→ Text shown:
● ● ● ● ●

Ghanaians have no sympathy for suicide victims – Psychologist

Dr Joseph Osafo
Dr Joseph Osafo

Dr Joseph Osafo, Lecturer, Department of Psychology, University of Ghana, says Ghanaians lack sympathy for suicide victims.

He said generally these people did not usually want to die but  want to alert those around them that something is seriously wrong with them and often try to draw the attention of people around them to their plight.
However, Dr Osafo said, in Ghana their threats of ending their lives were often met with, “if you want to end your life, who cares?”

Dr Osafo said this in Accra during the climax of the Plan Parenthood Association of Ghana’s (PPAG) Youth Action Movement (YAM) MYX six-week project.

The YAM MYX Project aims at ensuring access to information and service for young people with special needs and in restricted environment.

It provides free comprehensive counseling, sexual and reproductive health information and medical services to young people of the Osu Remand Home.

He said anyone was capable of being a suicide victim and urged Ghanaians to pay attention to people who threaten to end their lives and take them to counselors such as pastors for help.

Dr Osafo said the reasons people commit suicide were  depression, perceived failure in life, hearing of voices or satanic influences, parental neglect and image problem.

Others are bedwetting, breakup in relations, committing abominable acts, poverty and financial problems, and witchcraft accusations.

Dr Osafo mentioned that people trying to commit suicide usually exhibit symptoms such as sleepless nights, giving out their previous belongings, restless behaviours, unwarranted searching and withdrawals.

He said some people in an attempt to commit suicide survived but had to live with the injuries they had inflicted on themselves.

He urged Ghanaians not condemn or insult suicide victims but rather sympathy with them, and help them to come out of their predicament.

Mr Peter Tweneboa-Kodua, Deputy Director, Department of Social Welfare, urged parents to treat their children well, so that in their old age, the children would be willing to give them the needed support.

Mr Michael Tagoe, PPAG Project Officer and Public Relations Consultant, called on Ghanaians to desist from stigmatizing children living in remand homes and other people living in restricted areas.

Ms Vida Adjei, a student of South Labone Girls Vocational Training Centre and a beneficiary of the YAM MYX project expressed her gratitude to PPAG for the programme, which according to her, had empowered them to have high self-esteem of themselves.

● ● ● ● ●

→ Supplied data:

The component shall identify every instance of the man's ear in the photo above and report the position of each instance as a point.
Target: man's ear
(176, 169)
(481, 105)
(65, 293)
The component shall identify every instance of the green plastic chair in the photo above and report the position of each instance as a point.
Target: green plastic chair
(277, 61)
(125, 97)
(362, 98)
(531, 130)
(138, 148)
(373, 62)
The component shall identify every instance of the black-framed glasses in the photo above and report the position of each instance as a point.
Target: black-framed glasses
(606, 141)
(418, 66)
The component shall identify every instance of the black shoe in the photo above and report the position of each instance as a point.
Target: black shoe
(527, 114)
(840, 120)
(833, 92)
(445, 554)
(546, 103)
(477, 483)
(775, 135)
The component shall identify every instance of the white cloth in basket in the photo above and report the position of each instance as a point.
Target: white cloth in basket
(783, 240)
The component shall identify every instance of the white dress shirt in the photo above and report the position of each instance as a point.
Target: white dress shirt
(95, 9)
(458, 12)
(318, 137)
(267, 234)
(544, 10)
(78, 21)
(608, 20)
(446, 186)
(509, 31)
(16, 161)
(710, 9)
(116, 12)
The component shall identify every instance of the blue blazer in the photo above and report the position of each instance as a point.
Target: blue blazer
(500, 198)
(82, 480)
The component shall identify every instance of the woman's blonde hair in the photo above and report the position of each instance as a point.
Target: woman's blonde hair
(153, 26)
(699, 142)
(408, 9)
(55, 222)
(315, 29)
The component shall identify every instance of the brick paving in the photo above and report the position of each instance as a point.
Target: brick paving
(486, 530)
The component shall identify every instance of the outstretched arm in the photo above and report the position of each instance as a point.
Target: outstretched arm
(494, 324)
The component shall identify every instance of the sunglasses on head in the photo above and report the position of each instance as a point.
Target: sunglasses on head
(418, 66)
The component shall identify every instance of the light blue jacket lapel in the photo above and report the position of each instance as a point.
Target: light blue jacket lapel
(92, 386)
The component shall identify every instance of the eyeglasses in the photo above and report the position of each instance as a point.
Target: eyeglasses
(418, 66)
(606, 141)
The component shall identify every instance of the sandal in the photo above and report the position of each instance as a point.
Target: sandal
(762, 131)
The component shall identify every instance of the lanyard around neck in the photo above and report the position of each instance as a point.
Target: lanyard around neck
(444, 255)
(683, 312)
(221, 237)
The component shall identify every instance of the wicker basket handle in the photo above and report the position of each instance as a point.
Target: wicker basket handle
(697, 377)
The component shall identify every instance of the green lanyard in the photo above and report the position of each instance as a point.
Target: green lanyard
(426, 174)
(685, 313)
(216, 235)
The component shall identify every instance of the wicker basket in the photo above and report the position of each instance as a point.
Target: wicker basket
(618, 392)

● ● ● ● ●

→ About this task: Reproduce the portion of the article on suicide victims between "Ghanaians have no" and "in restricted environment.", inclusive.

→ Solution to this exercise:
Ghanaians have no sympathy for suicide victims – Psychologist

Dr Joseph Osafo
Dr Joseph Osafo

Dr Joseph Osafo, Lecturer, Department of Psychology, University of Ghana, says Ghanaians lack sympathy for suicide victims.

He said generally these people did not usually want to die but  want to alert those around them that something is seriously wrong with them and often try to draw the attention of people around them to their plight.
However, Dr Osafo said, in Ghana their threats of ending their lives were often met with, “if you want to end your life, who cares?”

Dr Osafo said this in Accra during the climax of the Plan Parenthood Association of Ghana’s (PPAG) Youth Action Movement (YAM) MYX six-week project.

The YAM MYX Project aims at ensuring access to information and service for young people with special needs and in restricted environment.